> _DATASET EXCERPTS_:
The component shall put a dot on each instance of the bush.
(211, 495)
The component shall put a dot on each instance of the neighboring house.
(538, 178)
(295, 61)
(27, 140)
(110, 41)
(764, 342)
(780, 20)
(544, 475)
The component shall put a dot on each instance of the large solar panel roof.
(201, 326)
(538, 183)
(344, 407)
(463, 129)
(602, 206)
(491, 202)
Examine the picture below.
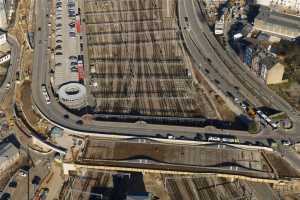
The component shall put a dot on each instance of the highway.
(230, 72)
(54, 112)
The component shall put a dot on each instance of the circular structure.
(72, 95)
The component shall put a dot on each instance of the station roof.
(273, 17)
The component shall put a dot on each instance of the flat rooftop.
(273, 17)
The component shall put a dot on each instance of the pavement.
(40, 168)
(54, 112)
(200, 38)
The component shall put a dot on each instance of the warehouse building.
(277, 24)
(271, 70)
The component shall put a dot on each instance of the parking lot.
(67, 43)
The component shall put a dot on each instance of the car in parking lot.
(72, 57)
(72, 34)
(13, 184)
(6, 196)
(73, 63)
(285, 142)
(74, 69)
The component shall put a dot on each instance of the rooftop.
(7, 150)
(269, 61)
(271, 16)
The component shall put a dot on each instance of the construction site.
(96, 184)
(137, 62)
(146, 155)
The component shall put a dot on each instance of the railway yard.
(154, 155)
(108, 185)
(137, 63)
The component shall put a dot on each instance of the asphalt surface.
(14, 65)
(54, 112)
(230, 72)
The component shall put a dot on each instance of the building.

> _TASK STATEMENT_: Copy out all of the records above, replacing "put a dot" with "place a mark" wherever it occurs and changing nothing else. Leave the pictures out of your answer.

> _RESULT_:
The component shall place a mark on each instance of the bush.
(211, 495)
The component shall place a mark on each instance of the neighboring house.
(538, 178)
(295, 61)
(27, 140)
(110, 41)
(764, 342)
(780, 20)
(544, 475)
The component shall place a mark on each instance of the large solar panel roof.
(201, 326)
(538, 183)
(344, 407)
(463, 129)
(602, 206)
(491, 202)
Examine the picture below.
The component shall place a mark on each instance of the highway.
(230, 72)
(54, 112)
The component shall place a mark on each instance of the circular structure.
(72, 95)
The component shall place a mark on each instance of the station roof.
(273, 17)
The component shall place a mark on each instance of the flat rooftop.
(273, 17)
The component shall place a mark on each instance of the pavement.
(40, 168)
(54, 112)
(200, 38)
The component shall place a mark on each instance of the warehouse building.
(277, 24)
(271, 70)
The component shall place a mark on each instance of the parking lot.
(67, 43)
The component shall place a mark on each instance of the car in parking lot.
(72, 57)
(72, 34)
(13, 184)
(6, 196)
(73, 63)
(285, 142)
(74, 69)
The component shall place a mark on each instance of the rooftop.
(7, 150)
(269, 61)
(271, 16)
The component shall place a mark on each instance of the construction site.
(96, 184)
(137, 62)
(146, 155)
The component shall place a mark on each instance of the railway yard.
(154, 155)
(108, 185)
(137, 63)
The component shall place a mark on each instance of the asphalt surface.
(14, 65)
(54, 112)
(230, 72)
The component shall place a mark on each instance of the building.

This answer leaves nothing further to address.